Task details: Recast the items below as a numbered list, leaving out any blank lines. Leave the pictures out of your list.
─── Input material
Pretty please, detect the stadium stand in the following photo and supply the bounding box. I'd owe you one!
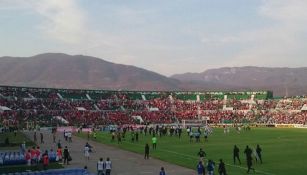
[0,86,307,126]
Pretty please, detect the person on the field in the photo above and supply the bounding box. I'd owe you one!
[43,150,49,170]
[256,145,262,164]
[40,133,45,144]
[63,146,69,165]
[218,159,227,175]
[233,145,241,165]
[33,132,37,143]
[144,143,149,159]
[178,126,182,139]
[84,144,90,160]
[151,135,157,150]
[197,148,206,161]
[159,167,166,175]
[196,161,205,175]
[244,146,255,173]
[97,158,106,175]
[207,160,215,175]
[105,157,112,175]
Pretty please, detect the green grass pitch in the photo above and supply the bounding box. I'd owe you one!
[79,128,307,175]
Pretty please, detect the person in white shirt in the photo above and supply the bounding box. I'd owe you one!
[97,158,106,175]
[84,145,90,160]
[106,157,112,175]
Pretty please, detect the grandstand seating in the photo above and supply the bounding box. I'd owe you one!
[0,168,93,175]
[0,86,307,126]
[0,152,56,166]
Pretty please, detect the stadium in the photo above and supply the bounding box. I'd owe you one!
[0,0,307,175]
[0,86,307,174]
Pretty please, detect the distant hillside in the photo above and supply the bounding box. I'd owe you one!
[0,53,307,96]
[0,53,180,90]
[172,67,307,96]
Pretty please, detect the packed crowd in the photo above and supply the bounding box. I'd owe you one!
[0,87,307,125]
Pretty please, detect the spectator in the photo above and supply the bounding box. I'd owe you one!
[144,143,149,159]
[43,150,49,170]
[159,167,166,175]
[97,158,106,175]
[105,157,112,175]
[63,146,69,165]
[219,159,227,175]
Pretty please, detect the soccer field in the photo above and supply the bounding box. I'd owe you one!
[79,128,307,175]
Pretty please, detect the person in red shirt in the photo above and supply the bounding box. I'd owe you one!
[56,147,63,162]
[43,150,49,170]
[36,146,42,163]
[30,146,37,164]
[25,149,31,166]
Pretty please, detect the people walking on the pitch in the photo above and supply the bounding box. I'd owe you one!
[207,160,215,175]
[55,146,63,162]
[52,132,56,143]
[151,134,157,150]
[218,159,227,175]
[159,167,166,175]
[244,146,255,173]
[256,145,262,164]
[84,144,90,160]
[233,145,241,165]
[43,150,49,170]
[144,143,149,159]
[197,148,207,161]
[97,158,106,175]
[33,132,37,143]
[40,133,44,144]
[63,146,70,165]
[196,161,205,175]
[105,157,112,175]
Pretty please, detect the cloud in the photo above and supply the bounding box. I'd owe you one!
[221,0,307,67]
[29,0,87,44]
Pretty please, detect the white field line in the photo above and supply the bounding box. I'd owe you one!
[119,141,275,175]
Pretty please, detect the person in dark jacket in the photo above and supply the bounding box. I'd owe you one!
[144,143,149,159]
[256,145,262,164]
[244,146,255,173]
[233,145,241,165]
[219,159,227,175]
[159,167,166,175]
[63,146,69,165]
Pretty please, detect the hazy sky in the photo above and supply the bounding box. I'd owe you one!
[0,0,307,75]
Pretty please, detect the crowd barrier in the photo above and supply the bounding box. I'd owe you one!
[0,168,93,175]
[0,152,56,166]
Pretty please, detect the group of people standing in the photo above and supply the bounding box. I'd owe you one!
[196,148,227,175]
[233,144,262,173]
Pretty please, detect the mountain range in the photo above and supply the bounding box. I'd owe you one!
[0,53,307,96]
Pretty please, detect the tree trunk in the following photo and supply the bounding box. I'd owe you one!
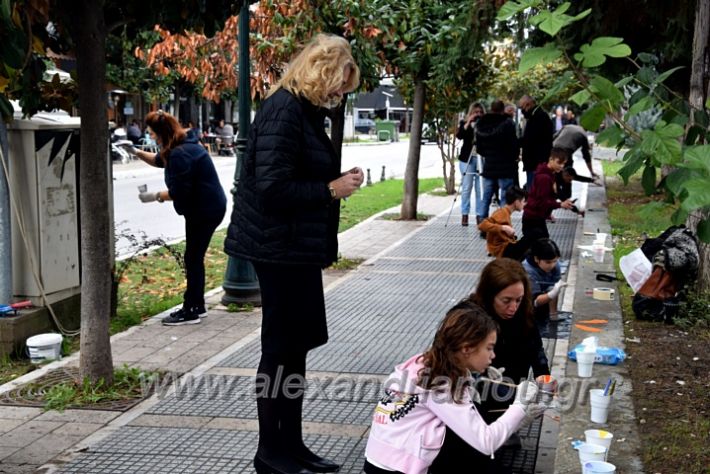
[686,0,710,291]
[68,0,114,384]
[330,96,348,165]
[401,78,426,220]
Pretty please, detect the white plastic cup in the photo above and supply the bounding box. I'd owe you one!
[592,242,606,263]
[584,430,614,461]
[577,443,606,467]
[589,388,611,423]
[582,461,616,474]
[594,232,606,245]
[577,351,597,378]
[535,375,557,405]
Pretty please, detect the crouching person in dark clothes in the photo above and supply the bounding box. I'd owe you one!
[225,34,364,474]
[129,110,227,326]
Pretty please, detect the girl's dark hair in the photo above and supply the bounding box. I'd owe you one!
[145,110,187,161]
[418,299,498,401]
[530,239,560,260]
[469,258,537,331]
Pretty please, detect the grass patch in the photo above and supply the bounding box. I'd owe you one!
[338,178,442,232]
[380,212,434,221]
[603,158,710,473]
[328,255,365,270]
[40,365,159,411]
[0,354,37,385]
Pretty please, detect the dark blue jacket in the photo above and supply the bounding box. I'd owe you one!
[224,89,340,267]
[155,134,227,220]
[476,113,520,179]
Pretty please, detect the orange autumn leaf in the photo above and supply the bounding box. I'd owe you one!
[574,324,602,332]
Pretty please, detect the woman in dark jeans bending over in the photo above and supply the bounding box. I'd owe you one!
[130,110,227,326]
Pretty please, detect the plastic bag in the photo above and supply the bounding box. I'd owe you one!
[567,344,626,365]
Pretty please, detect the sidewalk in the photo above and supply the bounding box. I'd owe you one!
[0,156,641,473]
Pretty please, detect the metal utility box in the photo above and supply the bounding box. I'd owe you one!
[8,113,81,306]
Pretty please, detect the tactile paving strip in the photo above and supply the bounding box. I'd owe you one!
[59,426,364,474]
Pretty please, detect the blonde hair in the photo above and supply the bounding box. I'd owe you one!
[269,33,360,107]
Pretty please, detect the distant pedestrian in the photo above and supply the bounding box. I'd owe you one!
[518,95,553,192]
[225,34,364,474]
[456,102,486,226]
[552,124,598,178]
[523,148,573,241]
[129,110,227,326]
[364,300,544,474]
[478,185,532,260]
[476,100,520,219]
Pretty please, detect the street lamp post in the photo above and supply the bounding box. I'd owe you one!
[222,0,261,305]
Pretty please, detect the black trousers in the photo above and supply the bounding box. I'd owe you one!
[183,216,223,308]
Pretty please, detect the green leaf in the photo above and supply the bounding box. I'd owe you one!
[595,124,624,148]
[574,36,631,67]
[641,165,656,196]
[579,104,606,132]
[590,76,624,107]
[681,179,710,212]
[518,43,562,73]
[618,147,645,184]
[664,168,693,196]
[641,120,683,165]
[569,89,592,107]
[624,95,656,120]
[496,0,542,21]
[614,76,634,89]
[681,145,710,173]
[655,66,685,84]
[638,53,658,64]
[671,207,688,225]
[697,219,710,243]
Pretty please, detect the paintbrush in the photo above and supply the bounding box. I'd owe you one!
[604,377,611,397]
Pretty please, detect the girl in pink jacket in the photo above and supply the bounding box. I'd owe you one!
[364,300,544,474]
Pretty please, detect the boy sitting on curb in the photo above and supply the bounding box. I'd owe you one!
[523,148,574,242]
[478,186,532,260]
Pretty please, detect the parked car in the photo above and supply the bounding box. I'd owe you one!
[355,119,375,134]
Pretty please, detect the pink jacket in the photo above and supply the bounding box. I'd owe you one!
[365,354,525,474]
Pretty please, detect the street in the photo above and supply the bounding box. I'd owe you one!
[113,141,443,257]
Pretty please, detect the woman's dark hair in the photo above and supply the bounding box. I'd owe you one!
[418,299,498,401]
[469,258,537,331]
[145,110,187,161]
[530,239,560,260]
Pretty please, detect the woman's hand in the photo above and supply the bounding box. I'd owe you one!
──────
Written response:
1. Pretty please, detect the stadium stand in the following photo and supply the bounding box. I'd owe you one!
2. [0,86,307,126]
3. Pretty please, detect the person on the field in the photo above and supply the bounding box. I'd owe you one!
4. [43,150,49,170]
5. [256,145,262,164]
6. [40,133,45,144]
7. [63,146,69,165]
8. [218,159,227,175]
9. [233,145,241,165]
10. [33,132,37,143]
11. [144,143,149,159]
12. [178,126,182,139]
13. [84,144,90,160]
14. [151,135,157,150]
15. [197,148,206,161]
16. [159,167,166,175]
17. [196,161,205,175]
18. [244,146,255,173]
19. [97,158,106,175]
20. [207,160,215,175]
21. [105,157,112,175]
22. Pretty please, detect the green grass pitch in the photo above and supply the bounding box. I'd owe you one!
23. [79,128,307,175]
24. Pretty please, detect the person in white shirt in the photo above and supply the bounding box. I'd owe you one!
25. [97,158,106,175]
26. [84,145,90,160]
27. [106,157,112,175]
28. Pretty please, detect the grandstand seating in the photo above and supply the bounding box. I'd owe you one!
29. [0,168,93,175]
30. [0,86,307,126]
31. [0,152,56,166]
32. Pretty please, detect the stadium in the photo above and supply the bounding box. I'd owe you one!
33. [0,0,307,175]
34. [0,86,307,174]
35. Pretty please, detect the distant hillside in the photo above and supply the bounding box. I'd owe you one!
36. [0,53,307,96]
37. [0,53,180,90]
38. [172,67,307,96]
39. Pretty please, detect the packed crowd in the photo above and supply the bounding box. I'd owe you one!
40. [0,87,307,125]
41. Pretty please, detect the spectator in the photo above and supply the bounding box. I'd owe you one!
42. [144,143,149,159]
43. [43,150,49,170]
44. [159,167,166,175]
45. [97,158,106,175]
46. [105,157,112,175]
47. [63,146,69,165]
48. [219,159,227,175]
49. Pretty please, detect the soccer field in the photo above and supply the bounding box. I'd owe you one!
50. [79,128,307,175]
51. Pretty please, detect the person in red shirt in the photo above and supply the bounding box. I'd owe you one!
52. [56,147,63,162]
53. [43,150,49,170]
54. [36,146,42,163]
55. [30,146,37,164]
56. [25,149,31,166]
57. Pretty please, detect the people walking on the pitch in the photo above and supply the bounding box. I'd owe you one!
58. [207,160,215,175]
59. [55,146,63,162]
60. [52,132,56,143]
61. [151,134,157,150]
62. [218,159,227,175]
63. [159,167,166,175]
64. [244,146,255,173]
65. [256,145,262,164]
66. [84,144,90,160]
67. [233,145,241,165]
68. [43,150,49,170]
69. [144,143,149,159]
70. [197,148,207,161]
71. [97,158,106,175]
72. [33,132,37,143]
73. [40,133,44,144]
74. [63,146,70,165]
75. [196,161,205,175]
76. [105,157,112,175]
77. Pretty please, detect the cloud in the photo above and supply the bounding box. I'd owe you one!
78. [221,0,307,67]
79. [29,0,87,44]
80. Pretty please, detect the white field line in the photo above and supply the bounding box. I'd owe you one!
81. [119,141,275,175]
82. Pretty please, detect the person in dark jacket in the photo above and supply the bounding box. I'd owe you one!
83. [144,143,149,159]
84. [256,145,262,164]
85. [244,146,255,173]
86. [233,145,241,165]
87. [219,159,227,175]
88. [159,167,166,175]
89. [63,146,69,165]
90. Pretty please, detect the hazy sky in the photo above and supply the bounding box. I'd owe you one!
91. [0,0,307,75]
92. Pretty please, detect the crowd barrier in the photo above and supply the bounding box. I'd owe you one!
93. [0,168,93,175]
94. [0,152,56,166]
95. Pretty please, detect the group of people standing in the photo above and supply the bounding box. I'd owe you one!
96. [196,148,227,175]
97. [233,144,262,173]
98. Pretty please, detect the mountain range in the photo above and supply the bounding box. I'd owe you one!
99. [0,53,307,96]
100. Pretty please, detect the tree trunk in the following photo and supply the bounding box. I'd owe you one!
101. [686,0,710,291]
102. [68,0,114,384]
103. [330,96,348,165]
104. [401,78,426,220]
105. Pretty please, detect the white plastic cup in the photo above and supply the bounding box. I'd owe you one!
106. [592,242,606,263]
107. [584,430,614,461]
108. [577,443,606,467]
109. [589,388,611,423]
110. [582,461,616,474]
111. [594,232,606,245]
112. [577,351,597,378]
113. [535,375,557,405]
114. Pretty please, detect the crouching person in dark clothes in the photo above and supply the bounding box. I'd owe you one!
115. [225,34,364,474]
116. [129,110,227,326]
117. Pretty please, detect the girl's dark hair in the photo above and supply the bounding box. I'd owe you one!
118. [145,110,187,161]
119. [418,299,498,401]
120. [530,239,560,260]
121. [469,258,537,331]
122. Pretty please, detect the grass patch in the photo above and supply the bounding box. I'd owe you one!
123. [338,178,442,232]
124. [380,212,434,221]
125. [603,158,710,473]
126. [328,255,365,270]
127. [40,365,159,411]
128. [0,354,37,385]
129. Pretty please, detect the dark blue jacket in the photo above and supply the bounding box. I'd owe you one!
130. [224,89,340,267]
131. [155,134,227,220]
132. [476,113,520,179]
133. Pretty please, detect the orange autumn leaf in the photo above and supply the bounding box. I'd owe you one!
134. [574,324,602,332]
135. Pretty please, detect the woman in dark jeans bending over in the photo above and supply the bounding box. I'd owe you one!
136. [130,110,227,326]
137. Pretty please, detect the plastic bag in the photo above and supply the bounding box. I'd owe you one!
138. [567,344,626,365]
139. Pretty please, detect the sidewalk in the photo above and supply the bounding box. I'd owe you one!
140. [0,156,641,473]
141. Pretty please, detect the metal utility box in the photo above and supply the bounding box. I'd owe you one!
142. [8,113,81,306]
143. Pretty please, detect the tactile paving strip in the photo above and supply the bounding box. I'd owe you one!
144. [59,426,364,474]
145. Pretty please, detect the blonde hair in the photo above and supply the bounding box. I'd owe you one!
146. [269,33,360,107]
147. Pretty please, detect the distant pedestrian in the photo above and supply the bounding box. I'd owe you one!
148. [518,95,553,192]
149. [225,34,364,474]
150. [456,102,486,226]
151. [552,124,598,178]
152. [523,148,573,241]
153. [129,110,227,326]
154. [364,300,544,474]
155. [478,185,532,260]
156. [476,100,520,219]
157. Pretty please, detect the street lamp post in the photo above and supply the bounding box. I'd owe you one!
158. [222,0,261,305]
159. Pretty please, detect the black trousers in the photo above and supply the bounding box. I'd owe you one!
160. [183,216,223,308]
161. Pretty please, detect the green leaf in the photo above and supply the bounding box. I'd owe you one!
162. [595,124,624,148]
163. [574,36,631,67]
164. [641,165,656,196]
165. [579,104,606,132]
166. [590,76,624,107]
167. [681,179,710,212]
168. [518,43,562,73]
169. [618,147,645,184]
170. [664,168,693,196]
171. [641,120,683,165]
172. [569,89,592,107]
173. [624,95,656,120]
174. [496,0,542,21]
175. [614,76,634,89]
176. [681,145,710,173]
177. [655,66,685,84]
178. [638,53,658,64]
179. [671,207,688,225]
180. [697,219,710,243]
181. Pretty please, detect the paintbrush in the photo above and supply the bounding box. I'd owe you one!
182. [604,377,611,397]
183. Pretty please, detect the girl in pink jacket in the photo above and supply the bounding box. I'd owe you one!
184. [364,300,544,474]
185. Pretty please, detect the boy sitting on curb in the photo above and supply the bounding box. I'd owe you one!
186. [523,148,574,242]
187. [478,186,532,260]
188. Pretty please, detect the parked car in the photo above and supply the bounding box. I'd owe you one!
189. [355,119,375,134]
190. Pretty please, detect the pink jacket in the photo above and supply the bounding box. I'd owe you one!
191. [365,354,525,474]
192. Pretty please, detect the street in the photo above and supply the bounding box. I'd owe you one!
193. [113,141,443,257]
194. Pretty please, detect the woman's dark hair in the photo above and supply the bounding box. I'd owe you one!
195. [418,299,498,401]
196. [469,258,537,331]
197. [145,110,187,161]
198. [530,239,560,260]
199. Pretty please, detect the woman's hand in the photo above and supply the bounding box. I'd owe you one!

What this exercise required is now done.